----- Data records
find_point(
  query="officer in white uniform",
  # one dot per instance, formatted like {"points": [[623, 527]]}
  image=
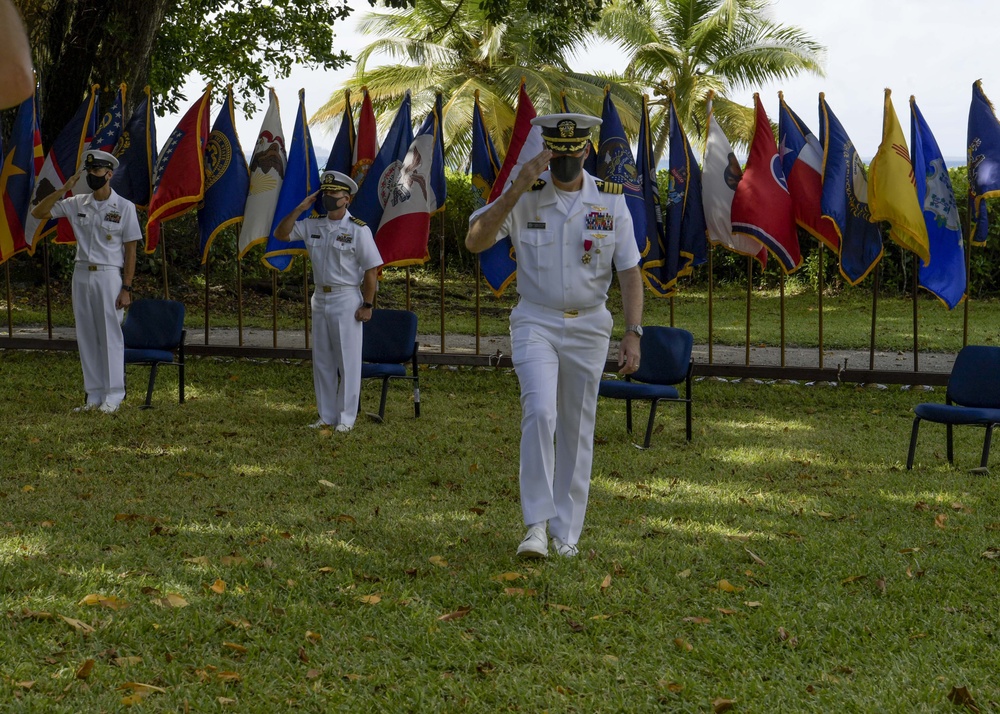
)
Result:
{"points": [[568, 228], [106, 230], [343, 256]]}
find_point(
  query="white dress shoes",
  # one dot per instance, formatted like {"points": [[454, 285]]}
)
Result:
{"points": [[564, 549], [534, 544]]}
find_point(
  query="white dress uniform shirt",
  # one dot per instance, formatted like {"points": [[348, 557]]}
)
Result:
{"points": [[565, 244], [340, 252], [102, 228]]}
----------
#### Try it
Where a record above contains a picture, leave the picture out and transcribe everything else exactly.

#### Response for this exercise
find_point(
  query="officer in white uniform",
  # one dot per instance, formatted like {"points": [[623, 527]]}
  image=
)
Result:
{"points": [[568, 228], [106, 230], [343, 256]]}
find_point(
  query="white dress shoes",
  # one dot per instance, formatted like {"points": [[454, 285]]}
)
Result:
{"points": [[564, 549], [534, 544]]}
find_point(
  query="white dress uniform shirt",
  # one dot per instance, formatted like {"points": [[348, 557]]}
)
Result:
{"points": [[565, 244], [340, 252], [102, 228]]}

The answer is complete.